*** Extracted information ***

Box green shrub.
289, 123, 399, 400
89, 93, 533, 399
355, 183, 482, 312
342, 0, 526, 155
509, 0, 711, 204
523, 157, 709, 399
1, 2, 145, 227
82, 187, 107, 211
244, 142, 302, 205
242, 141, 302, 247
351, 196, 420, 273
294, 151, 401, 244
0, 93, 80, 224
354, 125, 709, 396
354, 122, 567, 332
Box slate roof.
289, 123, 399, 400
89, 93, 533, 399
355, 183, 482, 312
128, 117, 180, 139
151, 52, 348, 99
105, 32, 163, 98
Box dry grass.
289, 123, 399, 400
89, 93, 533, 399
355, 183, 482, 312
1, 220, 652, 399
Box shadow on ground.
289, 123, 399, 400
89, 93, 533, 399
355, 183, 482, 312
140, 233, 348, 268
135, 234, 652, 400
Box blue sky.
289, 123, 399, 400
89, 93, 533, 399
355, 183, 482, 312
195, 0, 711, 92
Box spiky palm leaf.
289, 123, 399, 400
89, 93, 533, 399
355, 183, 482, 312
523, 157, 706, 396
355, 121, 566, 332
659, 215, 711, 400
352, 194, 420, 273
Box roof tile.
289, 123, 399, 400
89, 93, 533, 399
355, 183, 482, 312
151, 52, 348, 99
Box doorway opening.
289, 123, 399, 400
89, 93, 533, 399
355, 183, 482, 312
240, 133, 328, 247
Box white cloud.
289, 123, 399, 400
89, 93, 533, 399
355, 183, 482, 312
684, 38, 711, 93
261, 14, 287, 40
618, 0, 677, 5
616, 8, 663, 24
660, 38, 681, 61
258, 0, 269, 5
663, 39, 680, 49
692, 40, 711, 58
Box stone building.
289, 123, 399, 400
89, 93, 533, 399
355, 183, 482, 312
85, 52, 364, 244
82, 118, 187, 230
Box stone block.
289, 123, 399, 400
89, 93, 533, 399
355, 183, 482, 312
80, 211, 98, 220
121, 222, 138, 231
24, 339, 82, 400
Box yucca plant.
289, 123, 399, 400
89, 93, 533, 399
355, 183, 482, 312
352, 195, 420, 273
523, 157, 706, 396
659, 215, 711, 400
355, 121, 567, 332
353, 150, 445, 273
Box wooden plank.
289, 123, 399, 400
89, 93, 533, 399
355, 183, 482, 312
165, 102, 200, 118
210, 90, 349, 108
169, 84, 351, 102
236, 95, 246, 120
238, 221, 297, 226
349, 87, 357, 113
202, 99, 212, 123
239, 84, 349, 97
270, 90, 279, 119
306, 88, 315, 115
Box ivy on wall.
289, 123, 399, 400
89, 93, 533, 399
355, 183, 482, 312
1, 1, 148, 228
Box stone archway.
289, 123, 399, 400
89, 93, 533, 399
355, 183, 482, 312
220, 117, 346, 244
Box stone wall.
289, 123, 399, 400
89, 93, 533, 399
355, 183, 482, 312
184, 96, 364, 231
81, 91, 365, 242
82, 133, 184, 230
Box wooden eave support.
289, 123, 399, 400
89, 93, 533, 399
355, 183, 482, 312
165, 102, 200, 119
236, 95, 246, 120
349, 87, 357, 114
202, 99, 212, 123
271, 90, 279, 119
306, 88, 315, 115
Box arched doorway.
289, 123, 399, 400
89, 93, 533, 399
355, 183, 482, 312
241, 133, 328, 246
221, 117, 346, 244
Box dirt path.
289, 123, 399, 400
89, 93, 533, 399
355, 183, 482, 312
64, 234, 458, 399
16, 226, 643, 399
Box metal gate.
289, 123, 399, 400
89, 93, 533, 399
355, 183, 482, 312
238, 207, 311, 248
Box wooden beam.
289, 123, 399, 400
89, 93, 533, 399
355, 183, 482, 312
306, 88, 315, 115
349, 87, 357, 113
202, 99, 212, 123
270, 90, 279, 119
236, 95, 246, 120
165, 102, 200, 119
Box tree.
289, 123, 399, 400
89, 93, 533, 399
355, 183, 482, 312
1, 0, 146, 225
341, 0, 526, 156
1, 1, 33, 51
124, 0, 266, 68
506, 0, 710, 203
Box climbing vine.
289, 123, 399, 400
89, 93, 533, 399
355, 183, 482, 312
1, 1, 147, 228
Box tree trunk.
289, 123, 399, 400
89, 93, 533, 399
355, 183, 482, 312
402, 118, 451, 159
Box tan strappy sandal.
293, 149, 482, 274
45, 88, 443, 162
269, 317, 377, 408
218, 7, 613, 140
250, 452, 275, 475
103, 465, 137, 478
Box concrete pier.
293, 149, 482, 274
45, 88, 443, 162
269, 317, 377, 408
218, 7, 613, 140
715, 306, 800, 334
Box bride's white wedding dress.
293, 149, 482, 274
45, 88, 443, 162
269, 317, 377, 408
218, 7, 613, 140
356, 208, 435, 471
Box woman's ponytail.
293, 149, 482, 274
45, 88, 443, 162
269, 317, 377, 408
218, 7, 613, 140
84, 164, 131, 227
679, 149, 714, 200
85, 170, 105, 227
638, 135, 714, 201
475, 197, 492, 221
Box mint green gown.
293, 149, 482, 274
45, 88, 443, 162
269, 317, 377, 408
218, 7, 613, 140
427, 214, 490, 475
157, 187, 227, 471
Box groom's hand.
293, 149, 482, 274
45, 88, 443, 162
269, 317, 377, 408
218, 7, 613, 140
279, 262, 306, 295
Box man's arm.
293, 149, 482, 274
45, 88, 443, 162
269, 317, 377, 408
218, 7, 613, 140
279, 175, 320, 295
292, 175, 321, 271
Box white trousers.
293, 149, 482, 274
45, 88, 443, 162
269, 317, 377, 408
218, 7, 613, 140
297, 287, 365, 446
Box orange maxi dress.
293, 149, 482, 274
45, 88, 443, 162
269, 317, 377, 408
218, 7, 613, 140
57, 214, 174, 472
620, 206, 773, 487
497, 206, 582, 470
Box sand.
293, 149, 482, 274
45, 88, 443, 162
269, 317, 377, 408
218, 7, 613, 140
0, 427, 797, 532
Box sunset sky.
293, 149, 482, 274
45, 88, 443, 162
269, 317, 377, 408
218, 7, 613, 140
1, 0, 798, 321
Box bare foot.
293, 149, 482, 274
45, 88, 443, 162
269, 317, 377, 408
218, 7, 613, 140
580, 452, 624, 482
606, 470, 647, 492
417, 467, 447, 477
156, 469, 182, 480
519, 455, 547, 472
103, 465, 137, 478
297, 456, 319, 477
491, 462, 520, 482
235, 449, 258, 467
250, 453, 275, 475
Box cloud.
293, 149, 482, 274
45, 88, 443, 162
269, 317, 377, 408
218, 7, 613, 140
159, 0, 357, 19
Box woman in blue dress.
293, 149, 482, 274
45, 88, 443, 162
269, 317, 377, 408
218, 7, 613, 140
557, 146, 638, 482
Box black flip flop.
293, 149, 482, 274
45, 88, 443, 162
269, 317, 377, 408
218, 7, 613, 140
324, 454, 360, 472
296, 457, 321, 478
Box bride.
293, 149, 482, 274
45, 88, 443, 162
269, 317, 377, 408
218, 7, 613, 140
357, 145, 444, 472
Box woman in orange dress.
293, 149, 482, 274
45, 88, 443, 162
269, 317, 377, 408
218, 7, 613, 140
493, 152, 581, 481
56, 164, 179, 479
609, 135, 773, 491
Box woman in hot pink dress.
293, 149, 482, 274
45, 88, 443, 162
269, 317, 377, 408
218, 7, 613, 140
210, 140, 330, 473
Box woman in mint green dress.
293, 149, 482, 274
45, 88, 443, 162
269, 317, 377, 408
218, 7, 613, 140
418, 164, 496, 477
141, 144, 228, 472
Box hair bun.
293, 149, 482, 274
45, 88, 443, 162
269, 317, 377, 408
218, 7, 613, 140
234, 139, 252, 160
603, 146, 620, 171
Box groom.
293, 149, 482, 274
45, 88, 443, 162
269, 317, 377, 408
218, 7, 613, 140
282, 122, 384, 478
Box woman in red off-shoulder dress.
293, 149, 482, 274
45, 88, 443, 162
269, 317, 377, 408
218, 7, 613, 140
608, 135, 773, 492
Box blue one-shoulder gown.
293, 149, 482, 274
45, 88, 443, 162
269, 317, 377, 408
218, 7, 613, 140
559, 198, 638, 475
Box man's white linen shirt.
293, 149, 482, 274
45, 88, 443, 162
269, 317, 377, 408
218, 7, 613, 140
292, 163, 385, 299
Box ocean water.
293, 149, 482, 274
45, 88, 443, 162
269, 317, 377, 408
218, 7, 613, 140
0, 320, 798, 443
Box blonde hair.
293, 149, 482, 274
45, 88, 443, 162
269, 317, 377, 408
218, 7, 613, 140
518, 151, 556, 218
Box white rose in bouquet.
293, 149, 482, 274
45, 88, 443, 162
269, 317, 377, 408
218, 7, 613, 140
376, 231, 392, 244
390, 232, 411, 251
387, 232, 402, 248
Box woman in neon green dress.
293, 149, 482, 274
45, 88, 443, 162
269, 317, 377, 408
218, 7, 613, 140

***

Please report the number of lines in this material holding the word "orange", and add no other words.

▶ [Written solution] 2